─── Document segment

1986 East Antrim by-election

Constituency of East Antrim
- Turnout: 59.2% (▼5.9%)
|  | First party | Second party |
| Candidate | Roy Beggs | Seán Neeson |
| Party | UUP | Alliance |
| Popular vote | 30,396 | 5,405 |
| Percentage | 84.9% | 15.1% |
| Swing | +47.5% | −4.9% |
| MP before election Roy Beggs UUP | Subsequent MP Roy Beggs UUP |

= 1986 East Antrim by-election =

UK Parliamentary by-election

The 1986 East Antrim by-election was one of the fifteen 1986 Northern Ireland by-elections held on 23 January 1986, to fill vacancies in the Parliament of the United Kingdom caused by the resignation in December 1985 of all sitting Unionist Members of Parliament (MPs). The MPs, from the Ulster Unionist Party, Democratic Unionist Party and Ulster Popular Unionist Party, did this to highlight their opposition to the Anglo-Irish Agreement. Each of their parties agreed not to contest seats previously held by the others, and each outgoing MP stood for re-election.

──────
─── Data extract

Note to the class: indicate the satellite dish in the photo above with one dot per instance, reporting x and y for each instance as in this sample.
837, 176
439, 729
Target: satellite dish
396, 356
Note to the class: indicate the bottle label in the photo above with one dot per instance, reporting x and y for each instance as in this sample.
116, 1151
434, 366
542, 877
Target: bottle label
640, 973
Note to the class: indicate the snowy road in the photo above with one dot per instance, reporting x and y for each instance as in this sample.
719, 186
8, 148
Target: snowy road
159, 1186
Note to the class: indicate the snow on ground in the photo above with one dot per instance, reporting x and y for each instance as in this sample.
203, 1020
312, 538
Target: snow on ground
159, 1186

──────
─── Data extract

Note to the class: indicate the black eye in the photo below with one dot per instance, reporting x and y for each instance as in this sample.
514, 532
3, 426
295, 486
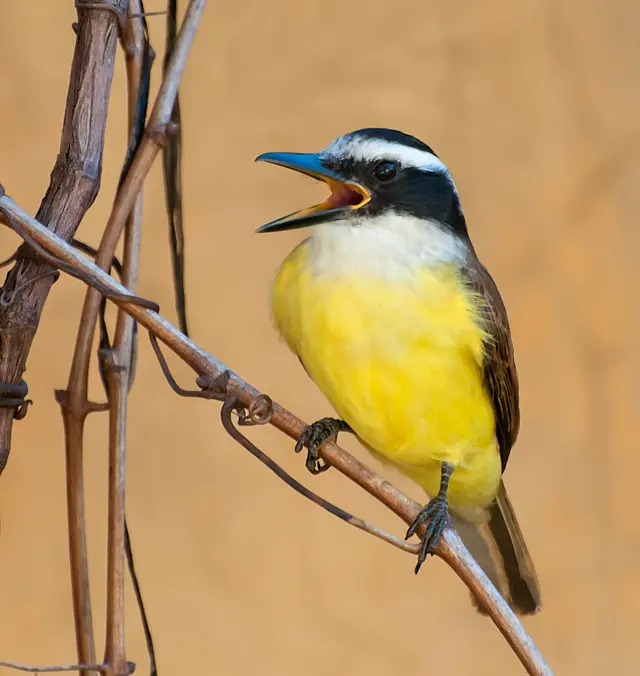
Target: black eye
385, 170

──────

| Exercise task |
Reproduce the part of the by-election article that begins at "UK Parliamentary by-election" and stops after "stood for re-election.".

| Completed task |
UK Parliamentary by-election

The 1986 East Antrim by-election was one of the fifteen 1986 Northern Ireland by-elections held on 23 January 1986, to fill vacancies in the Parliament of the United Kingdom caused by the resignation in December 1985 of all sitting Unionist Members of Parliament (MPs). The MPs, from the Ulster Unionist Party, Democratic Unionist Party and Ulster Popular Unionist Party, did this to highlight their opposition to the Anglo-Irish Agreement. Each of their parties agreed not to contest seats previously held by the others, and each outgoing MP stood for re-election.